- **WHAT IS NEEDED**
All that is needed is each line of the entries holding the word "given", copied as it stands.

- **SOURCE DATA**
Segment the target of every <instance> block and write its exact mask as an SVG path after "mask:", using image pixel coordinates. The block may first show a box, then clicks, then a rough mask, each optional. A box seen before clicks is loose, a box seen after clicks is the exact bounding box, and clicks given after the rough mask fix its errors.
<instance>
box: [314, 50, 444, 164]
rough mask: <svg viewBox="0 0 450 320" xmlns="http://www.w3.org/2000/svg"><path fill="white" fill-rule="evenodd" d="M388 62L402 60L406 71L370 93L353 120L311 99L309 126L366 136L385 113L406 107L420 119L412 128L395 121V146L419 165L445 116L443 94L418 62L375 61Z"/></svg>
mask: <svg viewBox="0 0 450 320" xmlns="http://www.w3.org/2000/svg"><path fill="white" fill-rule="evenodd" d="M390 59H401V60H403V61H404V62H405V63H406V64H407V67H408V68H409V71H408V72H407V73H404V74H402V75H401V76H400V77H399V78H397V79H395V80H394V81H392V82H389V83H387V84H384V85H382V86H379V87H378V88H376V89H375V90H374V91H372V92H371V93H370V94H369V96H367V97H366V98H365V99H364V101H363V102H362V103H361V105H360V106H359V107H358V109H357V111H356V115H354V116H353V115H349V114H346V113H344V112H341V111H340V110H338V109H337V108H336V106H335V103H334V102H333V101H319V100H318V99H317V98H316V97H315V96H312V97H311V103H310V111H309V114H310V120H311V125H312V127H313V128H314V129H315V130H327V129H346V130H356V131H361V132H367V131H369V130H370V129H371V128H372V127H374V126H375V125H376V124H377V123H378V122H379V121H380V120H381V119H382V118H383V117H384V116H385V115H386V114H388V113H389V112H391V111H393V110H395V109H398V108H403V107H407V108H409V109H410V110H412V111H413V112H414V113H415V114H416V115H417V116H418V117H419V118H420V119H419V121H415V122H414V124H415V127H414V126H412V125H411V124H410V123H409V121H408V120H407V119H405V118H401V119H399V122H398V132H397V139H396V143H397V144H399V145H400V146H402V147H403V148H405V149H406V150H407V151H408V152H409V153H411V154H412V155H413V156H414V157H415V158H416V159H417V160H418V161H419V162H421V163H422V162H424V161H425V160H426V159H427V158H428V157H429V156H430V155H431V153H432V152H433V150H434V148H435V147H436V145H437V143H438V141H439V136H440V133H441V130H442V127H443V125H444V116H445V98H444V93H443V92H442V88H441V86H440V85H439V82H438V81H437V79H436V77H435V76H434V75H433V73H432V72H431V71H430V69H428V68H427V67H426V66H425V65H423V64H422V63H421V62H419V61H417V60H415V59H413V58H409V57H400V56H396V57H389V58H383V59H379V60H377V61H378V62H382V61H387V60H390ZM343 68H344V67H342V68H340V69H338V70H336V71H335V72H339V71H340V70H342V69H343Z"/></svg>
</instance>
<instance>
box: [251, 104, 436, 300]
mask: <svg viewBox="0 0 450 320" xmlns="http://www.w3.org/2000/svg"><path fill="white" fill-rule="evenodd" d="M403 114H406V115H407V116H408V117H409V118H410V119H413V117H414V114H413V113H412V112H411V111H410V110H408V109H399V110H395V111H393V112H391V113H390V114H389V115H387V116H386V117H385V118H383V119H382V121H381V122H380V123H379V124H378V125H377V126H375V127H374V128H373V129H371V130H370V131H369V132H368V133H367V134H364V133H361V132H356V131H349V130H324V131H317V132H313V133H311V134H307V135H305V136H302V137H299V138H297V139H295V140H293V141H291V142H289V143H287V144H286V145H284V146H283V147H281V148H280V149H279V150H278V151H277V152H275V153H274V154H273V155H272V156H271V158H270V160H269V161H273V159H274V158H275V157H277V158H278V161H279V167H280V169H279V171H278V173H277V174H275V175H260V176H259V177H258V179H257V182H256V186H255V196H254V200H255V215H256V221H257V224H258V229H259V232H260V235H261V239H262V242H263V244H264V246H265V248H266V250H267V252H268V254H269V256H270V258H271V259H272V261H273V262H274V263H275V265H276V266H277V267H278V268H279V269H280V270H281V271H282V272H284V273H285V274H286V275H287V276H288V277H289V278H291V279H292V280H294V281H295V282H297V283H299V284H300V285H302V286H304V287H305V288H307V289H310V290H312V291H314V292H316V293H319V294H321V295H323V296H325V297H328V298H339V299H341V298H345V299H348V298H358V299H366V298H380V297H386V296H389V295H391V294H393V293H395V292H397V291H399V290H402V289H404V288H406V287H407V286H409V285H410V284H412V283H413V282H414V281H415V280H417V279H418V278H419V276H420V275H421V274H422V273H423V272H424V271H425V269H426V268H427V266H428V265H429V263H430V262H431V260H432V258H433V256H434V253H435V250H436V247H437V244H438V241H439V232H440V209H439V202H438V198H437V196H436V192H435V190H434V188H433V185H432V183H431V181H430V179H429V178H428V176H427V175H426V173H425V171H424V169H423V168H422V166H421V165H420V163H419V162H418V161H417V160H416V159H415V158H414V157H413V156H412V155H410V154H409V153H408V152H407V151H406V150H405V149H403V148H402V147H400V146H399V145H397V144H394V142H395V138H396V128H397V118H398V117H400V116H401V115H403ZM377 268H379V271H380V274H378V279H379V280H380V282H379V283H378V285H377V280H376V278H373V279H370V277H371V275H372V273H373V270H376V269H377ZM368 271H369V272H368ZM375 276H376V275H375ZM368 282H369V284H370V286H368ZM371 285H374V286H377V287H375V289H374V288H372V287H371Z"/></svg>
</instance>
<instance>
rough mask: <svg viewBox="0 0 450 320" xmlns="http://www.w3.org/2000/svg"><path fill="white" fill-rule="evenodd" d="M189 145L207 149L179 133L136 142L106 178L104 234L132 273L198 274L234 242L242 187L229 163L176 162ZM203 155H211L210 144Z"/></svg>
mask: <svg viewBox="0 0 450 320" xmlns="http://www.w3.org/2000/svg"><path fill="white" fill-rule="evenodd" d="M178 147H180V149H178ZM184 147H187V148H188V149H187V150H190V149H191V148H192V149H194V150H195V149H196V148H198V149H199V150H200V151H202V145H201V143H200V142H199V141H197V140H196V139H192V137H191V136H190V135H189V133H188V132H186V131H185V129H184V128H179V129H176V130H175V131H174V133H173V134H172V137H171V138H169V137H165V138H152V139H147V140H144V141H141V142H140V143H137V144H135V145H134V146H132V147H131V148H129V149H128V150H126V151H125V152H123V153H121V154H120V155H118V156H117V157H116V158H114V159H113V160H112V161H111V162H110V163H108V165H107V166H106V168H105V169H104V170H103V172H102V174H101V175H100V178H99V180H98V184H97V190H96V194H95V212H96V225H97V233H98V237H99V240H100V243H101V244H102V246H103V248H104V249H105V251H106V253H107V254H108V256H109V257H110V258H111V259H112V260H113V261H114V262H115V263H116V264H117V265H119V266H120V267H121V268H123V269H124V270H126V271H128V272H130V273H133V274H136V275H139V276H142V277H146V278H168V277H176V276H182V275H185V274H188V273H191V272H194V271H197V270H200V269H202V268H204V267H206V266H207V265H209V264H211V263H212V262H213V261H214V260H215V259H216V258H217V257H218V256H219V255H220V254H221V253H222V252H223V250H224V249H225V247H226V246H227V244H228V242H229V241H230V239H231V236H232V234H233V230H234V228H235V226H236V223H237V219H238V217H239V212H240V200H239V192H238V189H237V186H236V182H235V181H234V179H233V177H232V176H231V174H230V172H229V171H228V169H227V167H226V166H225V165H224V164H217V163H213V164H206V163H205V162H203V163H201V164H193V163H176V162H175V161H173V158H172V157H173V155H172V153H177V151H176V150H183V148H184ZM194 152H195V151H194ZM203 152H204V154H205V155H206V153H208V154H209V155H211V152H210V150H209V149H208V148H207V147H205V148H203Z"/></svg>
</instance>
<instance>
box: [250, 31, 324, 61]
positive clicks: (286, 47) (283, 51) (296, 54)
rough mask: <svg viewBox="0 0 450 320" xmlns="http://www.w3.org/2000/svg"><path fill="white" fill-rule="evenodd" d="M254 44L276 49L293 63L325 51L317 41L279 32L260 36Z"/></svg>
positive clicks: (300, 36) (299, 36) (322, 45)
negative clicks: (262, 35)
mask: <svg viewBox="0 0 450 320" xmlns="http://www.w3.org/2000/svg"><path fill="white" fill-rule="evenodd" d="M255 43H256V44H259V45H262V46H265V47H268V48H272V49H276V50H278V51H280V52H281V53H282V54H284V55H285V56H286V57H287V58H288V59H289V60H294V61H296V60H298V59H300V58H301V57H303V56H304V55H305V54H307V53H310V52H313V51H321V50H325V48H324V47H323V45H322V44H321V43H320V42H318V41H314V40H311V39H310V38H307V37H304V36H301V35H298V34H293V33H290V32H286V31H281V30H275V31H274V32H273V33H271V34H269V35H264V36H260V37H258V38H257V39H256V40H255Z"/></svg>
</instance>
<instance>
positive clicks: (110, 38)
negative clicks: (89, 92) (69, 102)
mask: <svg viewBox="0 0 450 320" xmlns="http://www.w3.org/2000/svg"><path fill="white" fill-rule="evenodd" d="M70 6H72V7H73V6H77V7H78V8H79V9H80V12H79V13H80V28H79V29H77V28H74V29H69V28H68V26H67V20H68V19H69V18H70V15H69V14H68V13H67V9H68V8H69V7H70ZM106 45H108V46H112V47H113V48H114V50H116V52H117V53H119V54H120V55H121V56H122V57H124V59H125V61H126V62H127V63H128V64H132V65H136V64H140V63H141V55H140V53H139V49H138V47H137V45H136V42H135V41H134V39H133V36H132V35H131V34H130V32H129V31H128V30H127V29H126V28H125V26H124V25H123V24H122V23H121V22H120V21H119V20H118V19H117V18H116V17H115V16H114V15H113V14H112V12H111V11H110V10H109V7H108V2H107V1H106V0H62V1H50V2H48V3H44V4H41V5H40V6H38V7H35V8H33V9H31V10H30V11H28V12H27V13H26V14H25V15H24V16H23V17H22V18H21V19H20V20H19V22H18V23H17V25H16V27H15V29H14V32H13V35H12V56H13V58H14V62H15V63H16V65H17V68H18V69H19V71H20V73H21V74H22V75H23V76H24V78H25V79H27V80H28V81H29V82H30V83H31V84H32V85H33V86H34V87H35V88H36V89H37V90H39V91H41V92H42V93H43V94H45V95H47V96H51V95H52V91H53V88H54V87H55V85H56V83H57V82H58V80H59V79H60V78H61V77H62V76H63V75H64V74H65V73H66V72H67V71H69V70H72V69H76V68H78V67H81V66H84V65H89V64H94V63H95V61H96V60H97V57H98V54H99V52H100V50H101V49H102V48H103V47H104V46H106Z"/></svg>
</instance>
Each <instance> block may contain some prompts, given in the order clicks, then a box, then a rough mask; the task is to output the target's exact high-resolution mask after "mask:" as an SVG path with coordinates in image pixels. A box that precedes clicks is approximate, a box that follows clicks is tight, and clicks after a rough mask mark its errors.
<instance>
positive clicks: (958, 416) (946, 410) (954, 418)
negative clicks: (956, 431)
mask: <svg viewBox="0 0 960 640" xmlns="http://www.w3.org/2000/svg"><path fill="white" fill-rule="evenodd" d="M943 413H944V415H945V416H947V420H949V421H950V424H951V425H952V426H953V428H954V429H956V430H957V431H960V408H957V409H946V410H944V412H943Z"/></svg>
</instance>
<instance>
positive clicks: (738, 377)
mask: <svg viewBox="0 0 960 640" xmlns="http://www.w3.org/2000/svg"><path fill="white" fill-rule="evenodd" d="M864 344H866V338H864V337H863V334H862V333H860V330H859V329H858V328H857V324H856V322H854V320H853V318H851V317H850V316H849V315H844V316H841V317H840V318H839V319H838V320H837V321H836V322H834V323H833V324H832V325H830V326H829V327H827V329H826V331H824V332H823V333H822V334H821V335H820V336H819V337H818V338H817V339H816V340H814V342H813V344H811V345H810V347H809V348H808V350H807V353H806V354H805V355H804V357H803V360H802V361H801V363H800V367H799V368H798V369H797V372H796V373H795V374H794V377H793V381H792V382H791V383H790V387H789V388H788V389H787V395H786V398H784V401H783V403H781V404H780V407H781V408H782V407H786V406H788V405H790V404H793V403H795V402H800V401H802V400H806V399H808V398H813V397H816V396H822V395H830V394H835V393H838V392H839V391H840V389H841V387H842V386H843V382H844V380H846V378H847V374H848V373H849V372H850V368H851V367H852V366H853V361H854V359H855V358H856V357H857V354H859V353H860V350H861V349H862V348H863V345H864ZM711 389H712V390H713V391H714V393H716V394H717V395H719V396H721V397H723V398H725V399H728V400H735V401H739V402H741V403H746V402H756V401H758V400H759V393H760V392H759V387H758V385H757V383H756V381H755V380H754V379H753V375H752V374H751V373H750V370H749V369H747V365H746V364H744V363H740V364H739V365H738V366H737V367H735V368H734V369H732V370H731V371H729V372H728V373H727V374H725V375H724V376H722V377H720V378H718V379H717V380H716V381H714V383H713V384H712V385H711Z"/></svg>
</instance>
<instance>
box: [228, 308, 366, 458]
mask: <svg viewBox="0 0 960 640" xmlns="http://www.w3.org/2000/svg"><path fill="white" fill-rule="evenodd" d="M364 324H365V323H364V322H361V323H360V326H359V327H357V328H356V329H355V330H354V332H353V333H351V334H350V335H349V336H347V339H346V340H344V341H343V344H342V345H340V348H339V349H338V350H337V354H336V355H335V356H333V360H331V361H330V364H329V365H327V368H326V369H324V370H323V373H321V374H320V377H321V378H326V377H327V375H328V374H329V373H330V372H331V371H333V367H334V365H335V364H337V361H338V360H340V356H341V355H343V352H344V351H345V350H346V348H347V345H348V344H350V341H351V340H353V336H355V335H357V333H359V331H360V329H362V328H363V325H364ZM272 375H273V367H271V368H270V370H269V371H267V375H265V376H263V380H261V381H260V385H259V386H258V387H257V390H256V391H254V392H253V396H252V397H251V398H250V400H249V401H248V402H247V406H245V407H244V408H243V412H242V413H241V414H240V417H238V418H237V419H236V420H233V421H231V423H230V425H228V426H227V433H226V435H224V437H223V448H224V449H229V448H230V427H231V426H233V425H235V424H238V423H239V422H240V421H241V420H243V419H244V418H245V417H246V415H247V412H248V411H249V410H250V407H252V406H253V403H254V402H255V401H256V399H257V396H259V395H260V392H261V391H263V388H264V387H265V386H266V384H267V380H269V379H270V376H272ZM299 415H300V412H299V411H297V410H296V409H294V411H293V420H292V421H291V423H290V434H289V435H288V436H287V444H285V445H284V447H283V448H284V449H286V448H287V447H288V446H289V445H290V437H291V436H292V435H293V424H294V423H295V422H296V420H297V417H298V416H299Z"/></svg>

- **RESPONSE AREA**
Segment the target of every <instance> block and write its exact mask as an SVG path after "mask:", using image pixel coordinates. The block may first show a box, then clicks, then a rough mask, each optional. A box seen before clicks is loose, a box seen after clicks is the exact bounding box, and clicks given after the rough mask fix its errors.
Each <instance> block may contain some prompts, given in the order clicks, then a box, then a rough mask; the task is to output the target's exact high-resolution mask after "mask:" as an SVG path with coordinates in image pixels. A box that precedes clicks is approximate, a box that follows clicks is tight, and clicks after a rough mask mark its errors.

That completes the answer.